Tarea asignada: Sustituya "Alto Tajo" por "Alto Ebro" y reproduzca del texto sobre Huertapelayo todo lo que va desde "Y así han pasado" hasta "su patria chica.".
-------- Texto de lectura --------
De vuelta pude saber que el futuro de habitabilidad de Huertapelayo es hasta cierto punto prometedor. Las casas antiguas se están sometiendo a un remozamiento general. El pueblo tiene buena carretera, agua en las casas, temperatura grata, un paisaje provocador, y la esperanza de conseguir el fluido eléctrico del que todavía carecen.
-Le hablo con honradez -me dice Bienvenido. Tengo el convencimiento de que como lugar de descanso para jubilados, vacaciones, fines de semana y demás, esto se repoblará sin tardar mucho. Se ha cogido con calor y ya no hay quien lo pare.
Y así han pasado unas horas de estancia en este bello lugar del Alto Tajo, al que desde hace mucho tiempo quise venir y nunca hasta hoy le llegó el momento. El recuerdo de Huertapelayo es de los que perduran por encima del tiempo, y uno emprende el camino de vuelta con visible pesar. Ya ha pasado todo: la veguilla yerma, los peñascos rodados en la ladera bajo cuya oquedad se guarece al sol una colmena, el arco abierto en la piedra, los pinos silvestres y las sabinas, broche ideal para conservar escondido en aquel indescriptible rincón el asiento de una raza inquieta de gentes que, allá donde se encuentren, gustan mantener viva la llama de su patria chica.
-------- Filas almacenadas --------
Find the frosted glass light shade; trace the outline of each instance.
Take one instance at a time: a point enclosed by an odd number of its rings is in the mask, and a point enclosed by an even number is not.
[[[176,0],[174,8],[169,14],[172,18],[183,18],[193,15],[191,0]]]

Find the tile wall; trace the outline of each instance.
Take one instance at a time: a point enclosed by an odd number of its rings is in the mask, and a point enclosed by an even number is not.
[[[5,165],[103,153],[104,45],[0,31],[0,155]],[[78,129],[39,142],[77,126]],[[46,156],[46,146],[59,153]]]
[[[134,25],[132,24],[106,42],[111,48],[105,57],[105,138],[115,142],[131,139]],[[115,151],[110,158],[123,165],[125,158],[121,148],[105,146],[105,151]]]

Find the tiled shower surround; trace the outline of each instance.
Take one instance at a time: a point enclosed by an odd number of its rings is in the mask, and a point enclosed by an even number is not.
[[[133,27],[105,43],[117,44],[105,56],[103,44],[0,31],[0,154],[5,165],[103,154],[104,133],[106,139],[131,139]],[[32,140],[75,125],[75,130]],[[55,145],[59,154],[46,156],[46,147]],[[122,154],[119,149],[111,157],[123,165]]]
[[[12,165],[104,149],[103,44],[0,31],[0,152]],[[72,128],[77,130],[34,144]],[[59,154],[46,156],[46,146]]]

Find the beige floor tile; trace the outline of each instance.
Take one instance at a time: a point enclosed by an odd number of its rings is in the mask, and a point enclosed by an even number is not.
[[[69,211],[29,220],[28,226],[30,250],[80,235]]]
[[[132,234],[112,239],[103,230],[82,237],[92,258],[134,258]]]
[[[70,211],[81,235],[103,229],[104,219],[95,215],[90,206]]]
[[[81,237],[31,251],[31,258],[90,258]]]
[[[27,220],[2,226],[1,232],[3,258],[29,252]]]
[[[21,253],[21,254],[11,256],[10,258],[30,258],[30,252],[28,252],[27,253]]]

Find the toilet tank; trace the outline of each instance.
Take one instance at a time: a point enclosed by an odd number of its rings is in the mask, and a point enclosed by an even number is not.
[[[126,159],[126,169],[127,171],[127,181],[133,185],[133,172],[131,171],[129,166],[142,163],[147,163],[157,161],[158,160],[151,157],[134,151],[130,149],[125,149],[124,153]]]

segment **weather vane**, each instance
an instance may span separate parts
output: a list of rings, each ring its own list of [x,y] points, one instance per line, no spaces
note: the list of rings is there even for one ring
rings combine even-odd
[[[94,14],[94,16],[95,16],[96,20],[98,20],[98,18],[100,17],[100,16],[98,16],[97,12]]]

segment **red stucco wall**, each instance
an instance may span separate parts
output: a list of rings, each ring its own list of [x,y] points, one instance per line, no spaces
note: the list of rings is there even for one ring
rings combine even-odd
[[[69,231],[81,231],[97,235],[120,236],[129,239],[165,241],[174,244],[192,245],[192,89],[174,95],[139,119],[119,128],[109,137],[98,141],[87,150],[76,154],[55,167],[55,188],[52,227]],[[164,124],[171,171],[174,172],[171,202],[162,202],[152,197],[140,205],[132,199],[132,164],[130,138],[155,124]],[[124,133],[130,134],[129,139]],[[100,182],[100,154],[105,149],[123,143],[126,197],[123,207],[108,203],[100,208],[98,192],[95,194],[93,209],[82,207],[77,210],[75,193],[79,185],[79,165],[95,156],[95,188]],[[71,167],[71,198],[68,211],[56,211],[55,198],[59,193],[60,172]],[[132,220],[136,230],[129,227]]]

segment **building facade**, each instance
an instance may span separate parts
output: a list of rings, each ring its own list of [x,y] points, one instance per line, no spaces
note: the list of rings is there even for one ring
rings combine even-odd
--------
Resultado:
Y así han pasado unas horas de estancia en este bello lugar del Alto Ebro, al que desde hace mucho tiempo quise venir y nunca hasta hoy le llegó el momento. El recuerdo de Huertapelayo es de los que perduran por encima del tiempo, y uno emprende el camino de vuelta con visible pesar. Ya ha pasado todo: la veguilla yerma, los peñascos rodados en la ladera bajo cuya oquedad se guarece al sol una colmena, el arco abierto en la piedra, los pinos silvestres y las sabinas, broche ideal para conservar escondido en aquel indescriptible rincón el asiento de una raza inquieta de gentes que, allá donde se encuentren, gustan mantener viva la llama de su patria chica.